Commenting on the Government’s December insolvency statistics
Zelf Hussain, restructuring partner at PwC, said:
“In December 2021 insolvencies rose by a fifth year-on-year and by a third compared to December 2019. There are number of factors to consider for this rise:
“The buffering effects of government support have been crucial for many and have undoubtedly suppressed company failures. December 2021’s numbers are stark, and will take into account the impact on the retail and hospitality sectors of consumers staying out of city centres and other hubs due to the Omicron variant.
“Some businesses, especially the smaller operators, will simply have been unable to tide themselves over, which is reflected by the number of Creditors’ Voluntary Liquidations. However, the figures may be masking issues which are coming to the boil over the next few months as the December statistics reveal other types of company insolvencies, such as administrations and CVAs, remained lower than before the pandemic.
“A quiet January is likely to increase the pressure on companies’ bottom lines but market sentiment is already hardening in other areas. Winding up petitions and CCJ’s have been on the increase since furlough support was ended. But this does not include winding-up orders for commercial rental liabilities built up during the pandemic,which remain off the table until the end of March 2022, as does landlords’ ability to evict tenants. Businesses need to be prepared and get ahead of the issues before they are overtaken by them.

Required tasks:
a) Decide whether each statement agrees with the commentary on the December insolvency statistics. Answer yes or no, and quote the words of the commentary that decide it. (i) In December 2021, insolvencies were a third higher than in December 2019. (ii) In December, administrations and CVAs were above their pre-pandemic levels. (iii) Winding-up orders for commercial rental liabilities built up during the pandemic are available before the end of March 2022.
b) Reproduce the commentary on the December insolvency statistics word for word, from "Commenting on the" down to "the Omicron variant.".

Data section:
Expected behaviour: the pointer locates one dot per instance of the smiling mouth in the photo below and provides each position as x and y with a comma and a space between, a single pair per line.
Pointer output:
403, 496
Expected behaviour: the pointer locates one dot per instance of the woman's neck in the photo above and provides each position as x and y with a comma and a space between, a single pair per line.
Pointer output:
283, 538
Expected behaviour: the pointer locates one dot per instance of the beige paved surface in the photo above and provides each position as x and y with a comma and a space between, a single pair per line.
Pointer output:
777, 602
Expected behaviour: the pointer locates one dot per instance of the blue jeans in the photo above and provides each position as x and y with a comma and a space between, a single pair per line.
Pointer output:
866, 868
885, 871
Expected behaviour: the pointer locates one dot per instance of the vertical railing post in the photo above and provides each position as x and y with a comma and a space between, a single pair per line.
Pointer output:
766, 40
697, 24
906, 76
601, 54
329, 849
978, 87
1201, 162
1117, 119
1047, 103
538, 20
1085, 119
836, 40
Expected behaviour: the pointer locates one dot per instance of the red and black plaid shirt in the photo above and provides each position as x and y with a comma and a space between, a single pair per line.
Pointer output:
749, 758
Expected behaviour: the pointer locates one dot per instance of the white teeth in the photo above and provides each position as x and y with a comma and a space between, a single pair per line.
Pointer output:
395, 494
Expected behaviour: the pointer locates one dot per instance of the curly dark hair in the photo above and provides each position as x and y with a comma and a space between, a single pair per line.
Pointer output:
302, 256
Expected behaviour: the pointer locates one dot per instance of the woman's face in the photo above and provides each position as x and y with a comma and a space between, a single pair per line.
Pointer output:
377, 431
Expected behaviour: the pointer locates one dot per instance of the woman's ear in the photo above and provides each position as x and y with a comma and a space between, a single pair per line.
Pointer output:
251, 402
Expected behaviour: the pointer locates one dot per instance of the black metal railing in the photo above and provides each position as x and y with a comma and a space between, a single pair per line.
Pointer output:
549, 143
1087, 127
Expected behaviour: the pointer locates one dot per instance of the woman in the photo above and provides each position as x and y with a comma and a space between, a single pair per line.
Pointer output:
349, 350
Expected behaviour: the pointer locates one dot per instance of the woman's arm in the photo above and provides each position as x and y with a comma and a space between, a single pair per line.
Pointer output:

Answers for this exercise:
a)
(i) Yes: "by a third compared to December 2019"
(ii) No: "other types of company insolvencies, such as administrations and CVAs, remained lower than before the pandemic"
(iii) No: "which remain off the table until the end of March 2022"

b)
Commenting on the Government’s December insolvency statistics
Zelf Hussain, restructuring partner at PwC, said:
“In December 2021 insolvencies rose by a fifth year-on-year and by a third compared to December 2019. There are number of factors to consider for this rise:
“The buffering effects of government support have been crucial for many and have undoubtedly suppressed company failures. December 2021’s numbers are stark, and will take into account the impact on the retail and hospitality sectors of consumers staying out of city centres and other hubs due to the Omicron variant.